• [Work to be completed]:
Using the data that follows, return exactly the lines from the one that contains "Query: number 7 jersey" through the one that contains "Query: maroon shorts", ends included.

• [Information given]:
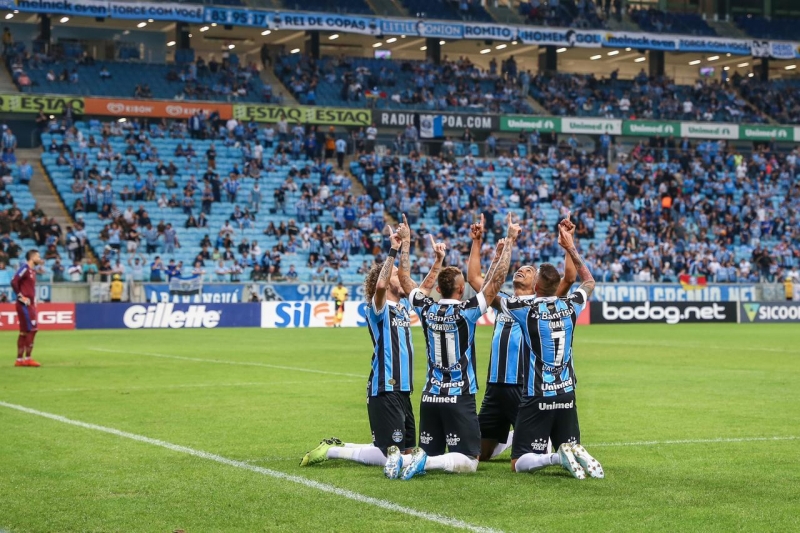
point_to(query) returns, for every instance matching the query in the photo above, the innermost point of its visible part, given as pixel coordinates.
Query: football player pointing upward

* * *

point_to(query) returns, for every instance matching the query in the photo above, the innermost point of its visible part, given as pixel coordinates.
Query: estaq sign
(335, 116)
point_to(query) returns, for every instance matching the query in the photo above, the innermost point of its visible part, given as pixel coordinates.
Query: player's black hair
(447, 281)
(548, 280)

...

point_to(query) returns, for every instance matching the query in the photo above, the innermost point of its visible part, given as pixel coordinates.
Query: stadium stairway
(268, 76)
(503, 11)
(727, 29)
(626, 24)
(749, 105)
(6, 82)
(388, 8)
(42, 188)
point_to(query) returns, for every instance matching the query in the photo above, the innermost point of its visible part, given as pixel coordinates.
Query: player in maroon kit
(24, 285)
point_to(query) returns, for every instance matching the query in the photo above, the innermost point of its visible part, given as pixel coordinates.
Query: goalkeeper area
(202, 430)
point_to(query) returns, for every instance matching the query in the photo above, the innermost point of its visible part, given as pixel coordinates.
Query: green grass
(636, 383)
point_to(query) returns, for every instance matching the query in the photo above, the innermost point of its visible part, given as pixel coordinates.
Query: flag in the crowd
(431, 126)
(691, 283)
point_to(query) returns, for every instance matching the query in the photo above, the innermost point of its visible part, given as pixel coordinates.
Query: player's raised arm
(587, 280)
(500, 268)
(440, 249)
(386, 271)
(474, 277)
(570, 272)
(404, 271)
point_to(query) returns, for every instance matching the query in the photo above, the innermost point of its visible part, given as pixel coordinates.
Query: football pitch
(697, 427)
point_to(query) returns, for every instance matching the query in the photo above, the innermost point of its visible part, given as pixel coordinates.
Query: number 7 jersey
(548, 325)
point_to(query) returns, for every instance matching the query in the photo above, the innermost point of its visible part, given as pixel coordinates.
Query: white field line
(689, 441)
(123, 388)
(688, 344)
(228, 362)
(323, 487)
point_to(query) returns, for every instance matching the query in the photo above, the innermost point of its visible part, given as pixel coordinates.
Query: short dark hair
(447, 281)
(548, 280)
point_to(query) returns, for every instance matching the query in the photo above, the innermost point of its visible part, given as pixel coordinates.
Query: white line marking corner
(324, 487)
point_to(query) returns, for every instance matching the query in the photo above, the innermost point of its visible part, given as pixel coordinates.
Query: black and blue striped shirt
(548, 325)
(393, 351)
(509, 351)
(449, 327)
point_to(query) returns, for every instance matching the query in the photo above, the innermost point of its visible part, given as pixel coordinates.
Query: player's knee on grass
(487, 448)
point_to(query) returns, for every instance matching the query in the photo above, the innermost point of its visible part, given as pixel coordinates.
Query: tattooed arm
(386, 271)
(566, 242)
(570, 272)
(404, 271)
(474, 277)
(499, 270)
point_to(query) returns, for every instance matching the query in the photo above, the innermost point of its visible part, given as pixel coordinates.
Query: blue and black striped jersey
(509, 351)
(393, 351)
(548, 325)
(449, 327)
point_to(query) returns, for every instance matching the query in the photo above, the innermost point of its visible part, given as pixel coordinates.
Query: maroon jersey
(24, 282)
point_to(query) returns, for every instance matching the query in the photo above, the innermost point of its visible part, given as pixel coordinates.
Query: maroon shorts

• [Written reply]:
Query: number 7 jersey
(548, 325)
point_to(query) returns, for every instance matching the query in the photo above, the innermost point of its visible part, given as pixel coordinates.
Query: white field line
(689, 441)
(123, 388)
(688, 344)
(228, 362)
(323, 487)
point_to(query) returns, for every instance matching the query in the photo above, the innermost point of its visible part, given as pixel coordinates.
Query: short dark hair
(447, 281)
(548, 280)
point_to(query) returns, for every instance matching the query in the photo above, the innermost point of its visible part, given as pixel coordinates.
Query: white line marking corner
(324, 487)
point_to(query) returns, for every instance matching the query in the photo above, the innermost point of its visible part, given as pixel coordinates.
Query: black and blue striped shirt
(548, 325)
(393, 351)
(509, 351)
(449, 327)
point_to(query) returns, for every instance matching the query in the photo above, the innermost point of its visible part, given as pixel coordinates.
Query: player's knee on grass
(487, 448)
point_to(query) returns, for every instance matching the query in the photo above, the innermost point of its visible part, given as pixel coordinates.
Query: tattooed arm
(386, 271)
(566, 242)
(570, 272)
(404, 271)
(474, 277)
(499, 270)
point_to(query) returns, for every instance matching the query in the photo above, the innermost point of its visible part, given as pixel coordinates.
Query: blue and black striped jersey
(509, 351)
(393, 351)
(548, 325)
(449, 327)
point_to(query) returns, for every instance matching the query in the photo above, the innermost point of its visible part, given as pixel coordinates.
Query: maroon jersey
(24, 282)
point_to(query) returns, for every instance matching the query in the photo above, the innermost point of its visible part, given as pixel coordinates.
Query: maroon shorts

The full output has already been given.